**TASK STATEMENT**: Starting with the line that contains "Give the mask of every instance of the ladle", copy every line through the end of the data below, exactly and with nothing added.

━━━━━━

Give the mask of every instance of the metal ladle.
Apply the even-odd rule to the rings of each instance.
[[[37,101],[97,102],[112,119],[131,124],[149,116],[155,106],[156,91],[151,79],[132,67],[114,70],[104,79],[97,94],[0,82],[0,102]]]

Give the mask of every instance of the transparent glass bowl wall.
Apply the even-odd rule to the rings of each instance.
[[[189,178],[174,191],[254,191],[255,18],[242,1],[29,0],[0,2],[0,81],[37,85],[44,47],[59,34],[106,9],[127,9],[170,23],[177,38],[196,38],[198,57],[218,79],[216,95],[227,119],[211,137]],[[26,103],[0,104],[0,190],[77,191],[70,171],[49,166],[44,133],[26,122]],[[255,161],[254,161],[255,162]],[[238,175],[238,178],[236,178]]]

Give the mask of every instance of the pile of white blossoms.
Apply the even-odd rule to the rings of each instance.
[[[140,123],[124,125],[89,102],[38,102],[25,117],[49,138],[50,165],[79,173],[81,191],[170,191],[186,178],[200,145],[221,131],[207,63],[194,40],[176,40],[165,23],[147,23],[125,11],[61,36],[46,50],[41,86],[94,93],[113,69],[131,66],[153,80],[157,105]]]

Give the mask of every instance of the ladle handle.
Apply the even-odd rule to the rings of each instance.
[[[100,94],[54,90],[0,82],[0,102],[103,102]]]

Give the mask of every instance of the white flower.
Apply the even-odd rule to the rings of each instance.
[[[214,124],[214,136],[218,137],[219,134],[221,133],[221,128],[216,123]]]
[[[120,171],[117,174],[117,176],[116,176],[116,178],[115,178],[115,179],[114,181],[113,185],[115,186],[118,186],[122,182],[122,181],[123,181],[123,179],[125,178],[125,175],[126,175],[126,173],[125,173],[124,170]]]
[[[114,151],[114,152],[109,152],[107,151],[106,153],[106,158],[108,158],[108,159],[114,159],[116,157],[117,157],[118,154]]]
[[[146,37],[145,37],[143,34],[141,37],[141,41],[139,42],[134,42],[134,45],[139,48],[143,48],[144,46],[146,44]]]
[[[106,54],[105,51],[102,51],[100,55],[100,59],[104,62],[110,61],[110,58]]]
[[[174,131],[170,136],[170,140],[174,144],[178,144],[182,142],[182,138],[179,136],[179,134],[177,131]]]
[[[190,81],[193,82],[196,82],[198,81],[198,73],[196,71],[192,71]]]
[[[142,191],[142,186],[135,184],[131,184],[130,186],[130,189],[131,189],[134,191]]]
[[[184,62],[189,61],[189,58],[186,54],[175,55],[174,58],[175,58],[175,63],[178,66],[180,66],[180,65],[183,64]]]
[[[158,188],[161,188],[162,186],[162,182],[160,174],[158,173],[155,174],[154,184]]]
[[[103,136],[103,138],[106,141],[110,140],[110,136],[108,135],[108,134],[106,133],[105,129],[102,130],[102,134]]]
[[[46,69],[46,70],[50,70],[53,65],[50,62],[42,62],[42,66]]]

━━━━━━

**TASK RESULT**:
Give the mask of every instance of the ladle handle.
Apply the even-odd rule to the rings of each instance.
[[[100,94],[54,90],[0,82],[0,102],[103,102]]]

Give the mask of every instance of the white flower.
Apply the even-odd rule to the rings of each instance.
[[[214,124],[214,136],[218,137],[219,134],[221,133],[221,128],[216,123]]]
[[[120,171],[117,174],[117,176],[116,176],[116,178],[115,178],[115,179],[114,181],[113,185],[115,186],[118,186],[122,182],[122,181],[123,181],[123,179],[125,178],[125,175],[126,175],[126,173],[125,173],[124,170]]]
[[[114,151],[114,152],[109,152],[107,151],[106,153],[106,158],[108,158],[108,159],[114,159],[116,157],[117,157],[118,154]]]
[[[146,37],[145,37],[143,34],[141,37],[141,41],[139,42],[134,42],[134,45],[139,48],[143,48],[144,46],[146,44]]]
[[[106,54],[105,51],[102,51],[100,55],[100,59],[104,62],[110,61],[110,58]]]
[[[174,131],[170,136],[170,140],[174,144],[178,144],[182,142],[182,138],[179,136],[179,134],[177,131]]]
[[[190,81],[193,82],[196,82],[198,81],[198,73],[196,71],[192,71]]]
[[[142,191],[142,186],[135,184],[131,184],[130,186],[130,189],[131,189],[134,191]]]
[[[184,62],[189,61],[189,58],[186,54],[175,55],[174,58],[175,58],[175,63],[178,66],[180,66],[180,65],[183,64]]]
[[[158,188],[161,188],[162,186],[162,182],[160,174],[158,173],[155,174],[154,184]]]
[[[103,136],[103,138],[106,141],[110,140],[110,136],[108,135],[108,134],[106,133],[105,129],[102,130],[102,134]]]
[[[46,69],[46,70],[50,70],[53,65],[50,62],[42,62],[42,66]]]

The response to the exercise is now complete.